◆ Text shown
━━━━

When Timchal left to start the Navy program in the summer of 2006, Maryland hired Reese and Adams as a package deal. Reese had spent five seasons as Timchal’s assistant, then three seasons as the head coach at Denver, where she gave Adams her start in coaching.

When the news broke, it was almost more about Adams, a transcendent player who set the NCAA scoring record, than Reese.

“Cathy’s done an incredible job of taking [the legacy] on and putting her own spin on it as well, getting Maryland to where it is today,” Adams said. “Great leaders bring the right combination of people together, the right talent and get 100 percent buy-in. That’s a championship team.”

Reese’s first year at Maryland ended with Northwestern’s third consecutive national championship in a run that would end up lasting five seasons. 

But slowly, Reese returned the Terps to the caliber Timchal created. She fostered a family-like atmosphere. Her four children — Riley, 12, Brody, 10, Cayden, 8, and Braxton, 5 — became fixtures at practices and games. Her husband, current Chesapeake Bayhawks coach Brian Reese, was her volunteer assistant.

After a health scare involving a 31-day hospitalization for Riley, Reese’s team returned the support she gave them without hesitating. Every year since 2015, Maryland hosts an awareness game to raise money in support of the Juvenile Diabetes Research Foundation with Riley, who was diagnosed with the disease in 2012, as the honorary captain.

━━━━

◆ Entries supplied

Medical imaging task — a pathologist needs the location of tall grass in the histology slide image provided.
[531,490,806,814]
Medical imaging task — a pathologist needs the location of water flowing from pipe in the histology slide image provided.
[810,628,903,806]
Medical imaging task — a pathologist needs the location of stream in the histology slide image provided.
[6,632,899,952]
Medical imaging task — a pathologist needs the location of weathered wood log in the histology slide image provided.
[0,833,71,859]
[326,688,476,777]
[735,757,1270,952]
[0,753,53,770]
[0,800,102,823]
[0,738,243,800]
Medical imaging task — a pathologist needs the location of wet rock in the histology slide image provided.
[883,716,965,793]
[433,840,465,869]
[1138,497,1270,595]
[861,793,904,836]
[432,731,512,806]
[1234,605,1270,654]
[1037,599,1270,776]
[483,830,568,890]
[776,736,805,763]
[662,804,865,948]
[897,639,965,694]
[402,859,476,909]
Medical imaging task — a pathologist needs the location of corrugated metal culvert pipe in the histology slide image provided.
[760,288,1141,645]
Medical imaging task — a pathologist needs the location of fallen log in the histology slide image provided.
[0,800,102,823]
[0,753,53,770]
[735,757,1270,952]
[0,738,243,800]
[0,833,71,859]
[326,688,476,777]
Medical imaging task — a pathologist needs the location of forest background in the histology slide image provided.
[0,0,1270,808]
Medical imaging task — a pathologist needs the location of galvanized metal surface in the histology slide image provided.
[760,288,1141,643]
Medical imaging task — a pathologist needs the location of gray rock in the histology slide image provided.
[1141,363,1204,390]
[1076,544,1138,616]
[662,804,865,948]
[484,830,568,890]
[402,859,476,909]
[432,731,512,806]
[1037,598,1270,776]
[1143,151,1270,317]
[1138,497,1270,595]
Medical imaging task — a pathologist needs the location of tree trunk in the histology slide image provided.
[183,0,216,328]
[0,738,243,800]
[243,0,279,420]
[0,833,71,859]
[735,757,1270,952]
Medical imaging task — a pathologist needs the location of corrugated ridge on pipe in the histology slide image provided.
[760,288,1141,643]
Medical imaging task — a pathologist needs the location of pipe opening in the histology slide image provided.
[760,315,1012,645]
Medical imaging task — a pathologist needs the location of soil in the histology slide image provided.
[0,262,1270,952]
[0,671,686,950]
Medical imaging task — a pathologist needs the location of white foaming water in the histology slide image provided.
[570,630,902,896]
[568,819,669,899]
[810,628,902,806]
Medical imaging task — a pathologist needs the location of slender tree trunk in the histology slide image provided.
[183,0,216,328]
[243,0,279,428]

━━━━

◆ Set of tasks
1) In the text about Cathy Reese, how many seasons was Reese the head coach at Denver?
2) List each of Reese's children named in the text about Cathy Reese, with the age given for each.
3) Resume the text about Cathy Reese and Maryland after its final sentence.

◆ Answers to the problems
1) Three seasons.

2) Riley, 12; Brody, 10; Cayden, 8; Braxton, 5.

3)
Since 2010, when Reese led the Terps to their first NCAA title since 2001, she has mentored four Tewaaraton winners who earned seven trophies combined, but never once has sought the attention for herself. Several great players have come through College Park in Maryland’s turnaround, but the one constant has been Reese.

“Cathy was the perfect fit to keep it going,” Timchal said. “Maryland has definitely made a statement these last few years.”

The 2015 season was perhaps the centerpiece to showing Maryland’s return to dominance. It became the first school other than Northwestern to win back-to-back national titles since Princeton (2002-03). Playing at Northwestern in a nationally televised game on the Big Ten Network, Maryland destroyed the Wildcats 16-5 and again drilled Northwestern 17-5 in the NCAA quarterfinals. Maryland’s wins over Syracuse and North Carolina in the NCAA final four completed season sweeps over its biggest challengers. 

In 2016, Maryland earned its first Big Ten crown and did not lose until the NCAA final. Cummings graduated as one of the greatest players of all-time, a three-time Tewaaraton winner. Reese was the first to hop out of her seat in a standing ovation at the award ceremony, while Cummings held back tears, saying she “would lose again to get 60 more minutes with you.”

The same sentiment rang true for the 2017 Tewaaraton recipient, Maryland senior midfielder Zoe Stukenberg. The captain, whose GPA never dipped below a 4.0, was on the verge of crying when Reese teared up in the audience. 

“I need to stop crying,” said Stukenberg, laughing, following the ceremony in Washington, D.C. “Cathy and I need to stop crying on film and telling each other how much we love each other. It’s getting weird! She’s been such a big part of my life over the past four years, and I feel so lucky to just have been a part of this journey with her.”

That raw emotion echoed what Stukenberg had said four days earlier during the postgame press conference at Gillette Stadium, when a reporter asked about Stukenberg’s career ending. She replied in disbelief that this chapter was coming to a close. 

“This is more than a lacrosse team. This is a family,” Stukenberg said. “I love Cathy. I just can’t speak highly enough of her. We’re not just lacrosse players to her. I think that we’re not lacrosse players to each other. We matter.”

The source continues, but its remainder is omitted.